__Your task__
Give back, character for character, the line that includes "One point belongs on each instance of the boat interior." and all lines beneath it in the data.

__Records for processing__
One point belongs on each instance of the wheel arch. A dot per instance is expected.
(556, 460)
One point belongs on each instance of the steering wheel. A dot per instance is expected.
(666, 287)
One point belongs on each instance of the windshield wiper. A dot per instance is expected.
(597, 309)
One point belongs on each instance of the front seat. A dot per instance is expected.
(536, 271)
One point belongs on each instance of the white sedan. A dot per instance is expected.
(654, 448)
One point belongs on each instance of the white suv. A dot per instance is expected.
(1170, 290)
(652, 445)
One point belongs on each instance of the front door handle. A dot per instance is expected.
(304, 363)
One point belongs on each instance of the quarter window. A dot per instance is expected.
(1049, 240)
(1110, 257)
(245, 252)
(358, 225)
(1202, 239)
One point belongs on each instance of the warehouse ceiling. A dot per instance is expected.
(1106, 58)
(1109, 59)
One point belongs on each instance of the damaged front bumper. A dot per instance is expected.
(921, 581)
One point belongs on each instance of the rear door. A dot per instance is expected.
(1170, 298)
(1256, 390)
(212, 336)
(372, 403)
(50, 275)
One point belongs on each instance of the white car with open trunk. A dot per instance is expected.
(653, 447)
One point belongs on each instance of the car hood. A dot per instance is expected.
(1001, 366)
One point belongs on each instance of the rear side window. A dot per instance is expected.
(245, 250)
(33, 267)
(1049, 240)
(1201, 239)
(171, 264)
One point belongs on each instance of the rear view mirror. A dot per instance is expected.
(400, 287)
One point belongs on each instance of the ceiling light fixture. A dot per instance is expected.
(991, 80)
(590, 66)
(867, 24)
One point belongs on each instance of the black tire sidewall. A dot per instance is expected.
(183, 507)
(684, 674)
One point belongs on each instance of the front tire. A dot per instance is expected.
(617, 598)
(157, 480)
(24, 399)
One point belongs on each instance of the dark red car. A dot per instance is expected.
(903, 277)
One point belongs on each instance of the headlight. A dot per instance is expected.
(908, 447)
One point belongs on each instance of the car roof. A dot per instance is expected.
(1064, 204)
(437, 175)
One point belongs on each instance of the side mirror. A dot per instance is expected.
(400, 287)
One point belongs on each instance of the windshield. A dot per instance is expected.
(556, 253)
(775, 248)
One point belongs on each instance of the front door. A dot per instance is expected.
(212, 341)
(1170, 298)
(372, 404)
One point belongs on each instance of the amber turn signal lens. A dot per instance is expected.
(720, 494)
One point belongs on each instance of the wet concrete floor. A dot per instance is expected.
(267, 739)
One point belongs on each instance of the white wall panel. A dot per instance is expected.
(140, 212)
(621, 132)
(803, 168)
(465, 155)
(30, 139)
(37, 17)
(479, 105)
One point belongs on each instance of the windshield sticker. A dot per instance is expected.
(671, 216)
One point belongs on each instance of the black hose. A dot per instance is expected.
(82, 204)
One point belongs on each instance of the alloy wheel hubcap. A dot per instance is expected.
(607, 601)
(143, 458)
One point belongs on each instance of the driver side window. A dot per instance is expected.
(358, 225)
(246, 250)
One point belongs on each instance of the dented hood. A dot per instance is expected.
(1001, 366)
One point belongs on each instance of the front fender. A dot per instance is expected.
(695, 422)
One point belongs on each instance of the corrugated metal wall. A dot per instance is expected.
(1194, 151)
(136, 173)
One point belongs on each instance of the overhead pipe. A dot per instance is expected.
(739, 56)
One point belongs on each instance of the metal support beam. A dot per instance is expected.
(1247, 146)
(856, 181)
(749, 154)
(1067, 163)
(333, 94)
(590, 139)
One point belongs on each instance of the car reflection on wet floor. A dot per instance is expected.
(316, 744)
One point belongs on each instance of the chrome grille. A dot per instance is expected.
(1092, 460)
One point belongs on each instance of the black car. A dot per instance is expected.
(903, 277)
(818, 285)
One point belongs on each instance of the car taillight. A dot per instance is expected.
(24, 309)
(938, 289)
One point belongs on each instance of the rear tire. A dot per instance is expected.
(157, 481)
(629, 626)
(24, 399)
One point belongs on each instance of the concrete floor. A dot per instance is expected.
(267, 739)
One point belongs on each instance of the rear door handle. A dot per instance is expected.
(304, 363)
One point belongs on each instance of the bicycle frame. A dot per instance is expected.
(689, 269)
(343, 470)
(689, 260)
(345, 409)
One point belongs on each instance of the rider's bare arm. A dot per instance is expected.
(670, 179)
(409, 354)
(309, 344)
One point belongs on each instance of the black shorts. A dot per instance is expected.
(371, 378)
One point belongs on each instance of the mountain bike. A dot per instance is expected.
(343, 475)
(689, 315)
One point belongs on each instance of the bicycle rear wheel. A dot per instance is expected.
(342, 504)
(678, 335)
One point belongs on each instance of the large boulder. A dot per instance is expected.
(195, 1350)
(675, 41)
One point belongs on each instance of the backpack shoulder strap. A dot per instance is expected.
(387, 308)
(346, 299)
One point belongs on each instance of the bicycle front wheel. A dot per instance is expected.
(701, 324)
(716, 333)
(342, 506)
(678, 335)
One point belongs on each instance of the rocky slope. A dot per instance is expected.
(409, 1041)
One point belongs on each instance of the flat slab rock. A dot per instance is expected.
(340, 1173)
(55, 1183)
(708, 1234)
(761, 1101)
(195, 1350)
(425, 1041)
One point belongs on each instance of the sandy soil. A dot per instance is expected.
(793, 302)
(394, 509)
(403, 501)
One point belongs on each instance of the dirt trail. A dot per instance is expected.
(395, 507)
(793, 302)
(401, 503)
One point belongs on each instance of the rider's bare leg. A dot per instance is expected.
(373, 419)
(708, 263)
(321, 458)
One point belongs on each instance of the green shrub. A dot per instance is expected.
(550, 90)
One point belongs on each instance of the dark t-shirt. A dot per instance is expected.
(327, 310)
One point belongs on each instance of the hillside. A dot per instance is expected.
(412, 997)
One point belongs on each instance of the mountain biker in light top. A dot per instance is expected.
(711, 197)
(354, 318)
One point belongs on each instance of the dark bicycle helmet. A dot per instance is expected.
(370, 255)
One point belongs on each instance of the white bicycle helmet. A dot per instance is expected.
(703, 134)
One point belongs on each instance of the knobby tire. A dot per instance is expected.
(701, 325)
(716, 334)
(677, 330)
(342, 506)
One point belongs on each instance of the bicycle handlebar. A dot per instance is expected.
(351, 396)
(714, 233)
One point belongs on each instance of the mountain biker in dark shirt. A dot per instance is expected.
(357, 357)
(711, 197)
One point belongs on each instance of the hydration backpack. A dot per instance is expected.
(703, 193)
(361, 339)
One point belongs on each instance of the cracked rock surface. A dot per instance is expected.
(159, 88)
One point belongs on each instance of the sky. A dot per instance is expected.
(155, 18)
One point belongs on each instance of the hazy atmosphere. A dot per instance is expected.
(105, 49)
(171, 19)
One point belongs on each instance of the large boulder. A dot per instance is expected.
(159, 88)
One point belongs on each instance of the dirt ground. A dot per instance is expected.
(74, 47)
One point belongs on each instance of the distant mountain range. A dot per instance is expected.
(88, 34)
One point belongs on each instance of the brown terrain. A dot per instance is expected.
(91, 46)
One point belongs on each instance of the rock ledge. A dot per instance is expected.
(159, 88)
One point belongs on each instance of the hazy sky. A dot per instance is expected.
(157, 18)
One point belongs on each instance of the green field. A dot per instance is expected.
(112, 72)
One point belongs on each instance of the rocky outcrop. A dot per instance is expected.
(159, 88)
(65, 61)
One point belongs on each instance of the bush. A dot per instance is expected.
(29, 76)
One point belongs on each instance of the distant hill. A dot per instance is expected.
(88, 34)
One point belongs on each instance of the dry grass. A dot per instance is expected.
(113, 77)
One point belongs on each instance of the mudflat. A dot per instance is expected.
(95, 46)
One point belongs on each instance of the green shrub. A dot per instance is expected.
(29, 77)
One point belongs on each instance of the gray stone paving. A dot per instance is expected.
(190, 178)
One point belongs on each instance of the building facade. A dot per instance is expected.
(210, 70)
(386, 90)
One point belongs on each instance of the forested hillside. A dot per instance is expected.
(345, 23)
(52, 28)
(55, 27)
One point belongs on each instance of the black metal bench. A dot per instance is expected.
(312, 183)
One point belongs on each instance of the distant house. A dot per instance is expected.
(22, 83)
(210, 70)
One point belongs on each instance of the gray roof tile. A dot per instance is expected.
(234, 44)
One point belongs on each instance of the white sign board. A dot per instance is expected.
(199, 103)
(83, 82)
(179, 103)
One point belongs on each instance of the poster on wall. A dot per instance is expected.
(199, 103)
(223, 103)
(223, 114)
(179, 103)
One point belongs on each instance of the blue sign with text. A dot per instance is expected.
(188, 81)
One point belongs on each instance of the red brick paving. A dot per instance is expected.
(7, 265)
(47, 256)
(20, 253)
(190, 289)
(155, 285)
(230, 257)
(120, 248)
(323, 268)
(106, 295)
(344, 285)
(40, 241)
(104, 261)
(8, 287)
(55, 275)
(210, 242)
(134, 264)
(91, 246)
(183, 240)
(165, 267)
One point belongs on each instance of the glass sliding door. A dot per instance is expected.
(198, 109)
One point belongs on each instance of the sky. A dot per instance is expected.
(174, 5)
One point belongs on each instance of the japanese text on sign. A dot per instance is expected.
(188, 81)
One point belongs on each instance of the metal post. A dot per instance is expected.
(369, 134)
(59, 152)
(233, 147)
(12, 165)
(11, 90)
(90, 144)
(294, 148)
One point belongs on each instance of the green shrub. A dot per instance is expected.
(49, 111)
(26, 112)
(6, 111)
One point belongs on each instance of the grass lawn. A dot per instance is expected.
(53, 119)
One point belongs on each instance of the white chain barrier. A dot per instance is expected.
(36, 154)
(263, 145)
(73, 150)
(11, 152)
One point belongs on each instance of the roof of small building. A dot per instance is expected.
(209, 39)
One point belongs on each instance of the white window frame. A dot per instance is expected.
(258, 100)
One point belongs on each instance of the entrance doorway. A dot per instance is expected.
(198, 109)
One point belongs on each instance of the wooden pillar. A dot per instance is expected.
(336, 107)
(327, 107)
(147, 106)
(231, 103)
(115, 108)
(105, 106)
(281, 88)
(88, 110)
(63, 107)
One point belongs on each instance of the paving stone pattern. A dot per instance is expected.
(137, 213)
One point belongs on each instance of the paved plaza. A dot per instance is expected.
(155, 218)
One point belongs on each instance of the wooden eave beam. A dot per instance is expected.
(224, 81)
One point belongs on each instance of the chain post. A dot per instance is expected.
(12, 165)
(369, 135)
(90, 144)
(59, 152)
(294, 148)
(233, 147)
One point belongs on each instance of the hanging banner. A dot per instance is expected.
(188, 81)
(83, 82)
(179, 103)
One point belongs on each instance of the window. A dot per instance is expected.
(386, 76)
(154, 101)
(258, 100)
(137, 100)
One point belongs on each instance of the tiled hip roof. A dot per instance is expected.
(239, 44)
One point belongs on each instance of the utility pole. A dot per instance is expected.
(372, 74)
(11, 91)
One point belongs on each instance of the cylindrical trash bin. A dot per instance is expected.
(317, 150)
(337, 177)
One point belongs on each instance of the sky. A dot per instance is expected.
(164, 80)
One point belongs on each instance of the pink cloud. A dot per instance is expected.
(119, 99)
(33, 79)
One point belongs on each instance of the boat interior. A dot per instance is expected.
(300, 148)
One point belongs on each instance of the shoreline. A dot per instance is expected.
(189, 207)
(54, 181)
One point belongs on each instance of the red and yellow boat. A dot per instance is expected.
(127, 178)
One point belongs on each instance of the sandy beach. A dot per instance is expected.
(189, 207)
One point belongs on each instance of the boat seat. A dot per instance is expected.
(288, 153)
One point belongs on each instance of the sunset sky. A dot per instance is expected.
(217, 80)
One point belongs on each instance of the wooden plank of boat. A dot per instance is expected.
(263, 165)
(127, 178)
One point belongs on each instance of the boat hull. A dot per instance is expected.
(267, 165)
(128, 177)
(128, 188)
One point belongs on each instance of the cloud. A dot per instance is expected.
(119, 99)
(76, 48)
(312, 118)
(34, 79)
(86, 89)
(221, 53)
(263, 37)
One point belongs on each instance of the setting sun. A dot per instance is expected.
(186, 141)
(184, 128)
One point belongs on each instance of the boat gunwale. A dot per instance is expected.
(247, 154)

__Expected answer__
One point belongs on each instance of the boat interior. A dot per instance is expected.
(300, 148)
One point belongs on each instance of the shoreline. A dot per instance is expected.
(189, 207)
(54, 181)
One point belongs on each instance of the red and yellow boat. A dot per instance is expected.
(127, 178)
One point belongs on each instance of the sandy beach. A dot per instance is expected.
(189, 207)
One point belongs on each instance of the boat seat. A dot per instance is expected.
(288, 153)
One point belongs on each instance of the sunset sky. A dot per instance is expected.
(217, 80)
One point belongs on each instance of the wooden plank of boat. A dot per instance is expected.
(263, 165)
(127, 178)
One point belongs on each instance of the boat hull. A dot per instance is expected.
(267, 165)
(128, 177)
(128, 188)
One point belongs on each instance of the cloud. A dot per instance is expected.
(119, 99)
(76, 48)
(312, 118)
(34, 79)
(86, 89)
(221, 53)
(263, 37)
One point belongs on each instance of the setting sun. A dot per instance is expected.
(186, 141)
(184, 128)
One point belongs on each instance of the boat gunwale. A dot per instance is expected.
(247, 154)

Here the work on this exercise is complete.